◆ What you need to do
#1 In the Mongolia travel account below, which fuel grade was not available in Ondorkaan?
#2 Quote the Mongolia travel account verbatim from "The landscape is" to "continue at all.".
------ Document excerpt ------
During these days in UB, Dmitry from Krasnodar and I arranged the shipment of my tires to Chita/Russia. And that was for me the trigger point to get on the road again…and alone again.
320km UB to Ondorkaan – well, I needed 390km :-(
40 km after UB I came to a cross section at Nalayh and I went into the village. When I ended up on dirt track I asked a guy about the way and he made one of these great moves (we saw many of these in Mongolia:-) with his hand, showing a very general direction; opposite to what my GPS said. This time I relied on the man’s advice and when I came to a road control post I asked again, this time with my paper map in my hand…and this guy said “yes, continue here”. I doubted but proceeded and on the following 20km there was nobody to ask. Then I saw a group of people with a tow truck around a crashed car beside the road and I stopped. The accident happened the day before and all people survived lightly injured…but the car didn’t look good. One day shopping on the Black Market in UB will solve it :-) Yes, I had to go all the way back and I found the asphalt road out of Nalayh and later the huge Chinggis Khaan memorial – why they put it in this remote area, I don’t know.
The landscape is different from the Northern Gobi we touched, everything is green and from time to time you even find some trees:-)
Sometimes there are beside the “obligatory” ger camps now first huts because logging is possible in this region and due to the greenness of the countryside it makes sense to settle down.
Ondorkaan is a nest. And also here was no 92 octane fuel available. But that has to do with the stopped deliveries from Russia. First Mongolia draught out with diesel and now the same happens with the 92 fuel. But my bike accepts the 80 octane up to now without any hick ups.
Ondorkaan to Choibalsan 340km earth road, whole day standing on the bike
I was surprised that the asphalt from yesterday didn’t continue at all.
Again I had problems to find my way, I mean the right way, out of the village.
First 40km was great driving with 110 -130 km/h on the gravel but this changed completely and the topsoil took all my concentration: earth like concrete with potholes in it, in between sand and clay, waterholes beside and on the street…this “road” must be the hell on earth when it rains. The surface will change then to a glue and soap combination. Lucky me that it didn’t rain although the sky was dark and I could see rainfall at the horizon.
And these tracks are never straight and always go in curves…left bend, right bend, left bend…and of course always in a hilly terrain…up and down and up… that makes it a bit difficult for speeding: always changing gears but the good thing is it keeps you awake and if you are at a certain place too fast you feel the adrenalin pouring in…wow.
I have my own theory for the left/right/left/right curves which were made by generations of Mongolians, which is a bit nasty:-) But of course rain changes everything in Mongolia…and that might be the real reason.
------ Provided data ------
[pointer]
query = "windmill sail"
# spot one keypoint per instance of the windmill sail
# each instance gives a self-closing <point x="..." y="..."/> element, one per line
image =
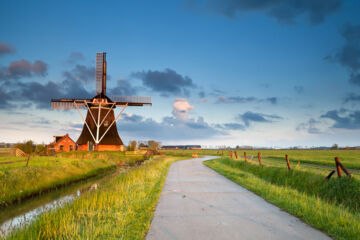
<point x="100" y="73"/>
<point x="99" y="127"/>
------
------ Provided data ------
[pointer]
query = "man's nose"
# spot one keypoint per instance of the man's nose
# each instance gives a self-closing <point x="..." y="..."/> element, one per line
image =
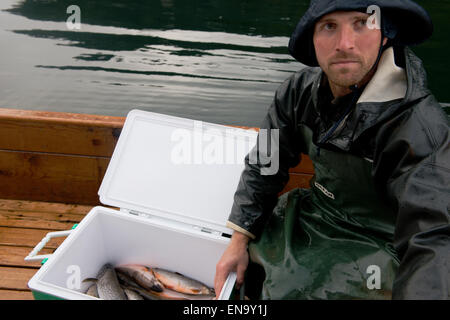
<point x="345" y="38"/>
------
------ Provided data ------
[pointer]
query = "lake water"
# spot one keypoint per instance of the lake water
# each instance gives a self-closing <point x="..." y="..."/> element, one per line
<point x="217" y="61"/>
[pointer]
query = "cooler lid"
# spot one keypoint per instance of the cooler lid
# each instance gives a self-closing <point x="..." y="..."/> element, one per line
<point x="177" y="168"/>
------
◆ Answer list
#1 92 octane fuel.

#2
The landscape is different from the Northern Gobi we touched, everything is green and from time to time you even find some trees:-)
Sometimes there are beside the “obligatory” ger camps now first huts because logging is possible in this region and due to the greenness of the countryside it makes sense to settle down.
Ondorkaan is a nest. And also here was no 92 octane fuel available. But that has to do with the stopped deliveries from Russia. First Mongolia draught out with diesel and now the same happens with the 92 fuel. But my bike accepts the 80 octane up to now without any hick ups.
Ondorkaan to Choibalsan 340km earth road, whole day standing on the bike
I was surprised that the asphalt from yesterday didn’t continue at all.